### Assignment
Restate the material below word for word, from its first line to its last.

### Available data
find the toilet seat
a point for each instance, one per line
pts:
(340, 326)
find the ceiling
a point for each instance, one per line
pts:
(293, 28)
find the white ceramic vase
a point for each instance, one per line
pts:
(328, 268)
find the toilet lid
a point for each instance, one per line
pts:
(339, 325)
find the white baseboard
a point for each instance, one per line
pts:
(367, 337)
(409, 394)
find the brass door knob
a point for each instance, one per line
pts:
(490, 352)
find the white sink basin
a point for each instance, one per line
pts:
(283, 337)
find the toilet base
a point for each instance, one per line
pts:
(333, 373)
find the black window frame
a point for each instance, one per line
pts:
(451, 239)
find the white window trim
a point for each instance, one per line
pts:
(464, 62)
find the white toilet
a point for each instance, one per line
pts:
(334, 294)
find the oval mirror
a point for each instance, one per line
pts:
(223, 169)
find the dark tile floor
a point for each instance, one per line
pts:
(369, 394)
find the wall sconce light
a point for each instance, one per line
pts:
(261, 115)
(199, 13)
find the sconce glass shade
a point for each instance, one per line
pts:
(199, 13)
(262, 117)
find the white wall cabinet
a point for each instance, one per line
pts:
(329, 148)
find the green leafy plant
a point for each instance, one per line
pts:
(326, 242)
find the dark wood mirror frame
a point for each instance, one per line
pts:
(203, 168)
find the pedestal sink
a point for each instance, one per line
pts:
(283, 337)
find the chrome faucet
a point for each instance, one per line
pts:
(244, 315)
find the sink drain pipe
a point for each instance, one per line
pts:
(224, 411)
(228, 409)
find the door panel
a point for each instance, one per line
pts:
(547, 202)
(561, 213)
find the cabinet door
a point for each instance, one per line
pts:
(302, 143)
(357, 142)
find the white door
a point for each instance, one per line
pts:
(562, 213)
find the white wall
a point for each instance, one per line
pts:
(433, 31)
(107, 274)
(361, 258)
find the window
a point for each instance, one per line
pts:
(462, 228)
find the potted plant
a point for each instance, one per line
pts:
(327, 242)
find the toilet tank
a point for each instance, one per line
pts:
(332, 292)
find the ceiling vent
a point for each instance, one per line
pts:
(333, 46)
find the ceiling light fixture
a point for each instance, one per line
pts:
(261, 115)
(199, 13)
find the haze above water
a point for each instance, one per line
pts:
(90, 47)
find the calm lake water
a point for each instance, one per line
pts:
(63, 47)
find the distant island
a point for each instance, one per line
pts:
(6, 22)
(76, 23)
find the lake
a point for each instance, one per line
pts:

### Expected answer
find the toilet seat
a point for each instance, one per line
pts:
(340, 326)
find the ceiling
a point for each instance, one per line
pts:
(293, 28)
find the white ceramic vase
a point for each instance, one per line
pts:
(328, 268)
find the toilet lid
a point for each instance, one per line
pts:
(339, 325)
find the white baseboard
a point for each instance, one per line
pts:
(367, 337)
(409, 394)
find the brass door knob
a point for each instance, one per line
pts:
(490, 352)
find the white sink basin
a point for each instance, one per line
pts:
(283, 337)
find the toilet base
a point for each instance, one per line
pts:
(333, 373)
find the black window frame
a point for each instance, one per line
pts:
(451, 239)
find the white window trim
a point for each instance, one per line
pts:
(464, 62)
find the white toilet
a point for each instance, one per line
pts:
(334, 294)
find the oval mirror
a point for each instance, one per line
pts:
(223, 169)
find the dark tile floor
a point for each instance, one per line
pts:
(369, 394)
find the wall sconce light
a point for each instance, one per line
pts:
(261, 115)
(199, 13)
find the sconce glass shade
a point for each instance, one per line
pts:
(199, 13)
(262, 117)
find the white wall cabinet
a point for each instance, one per line
pts:
(329, 148)
find the green leafy plant
a point for each instance, one per line
pts:
(326, 242)
find the dark wood mirror frame
a point for each instance, one per line
pts:
(203, 168)
find the pedestal sink
a point for each instance, one per line
pts:
(283, 337)
find the chrome faucet
a point for each instance, one per line
pts:
(244, 315)
find the sink drain pipe
a point for each instance, one per line
pts:
(224, 411)
(228, 409)
find the door panel
a point for each instance, one per line
pts:
(547, 202)
(561, 213)
find the cabinet door
a point for each instance, one per line
pts:
(302, 143)
(357, 142)
find the white door
a point for each instance, one per line
pts:
(562, 213)
find the white wall
a point for each instance, one per line
pts:
(433, 31)
(107, 274)
(361, 258)
find the window
a point for each instance, one per line
pts:
(462, 228)
find the potted plant
a point for each instance, one per line
pts:
(327, 242)
find the toilet tank
a point for each instance, one per line
pts:
(332, 292)
find the ceiling vent
a point for each instance, one per line
pts:
(333, 46)
find the ceiling light fixture
a point for each instance, one per line
pts:
(261, 115)
(199, 13)
find the haze above water
a point for each instance, one per line
pts:
(90, 47)
find the calm lake water
a point for each instance, one per line
pts:
(63, 47)
find the distant island
a point for each instance, one per line
pts:
(6, 22)
(76, 23)
find the lake
a point for each instance, one per line
pts:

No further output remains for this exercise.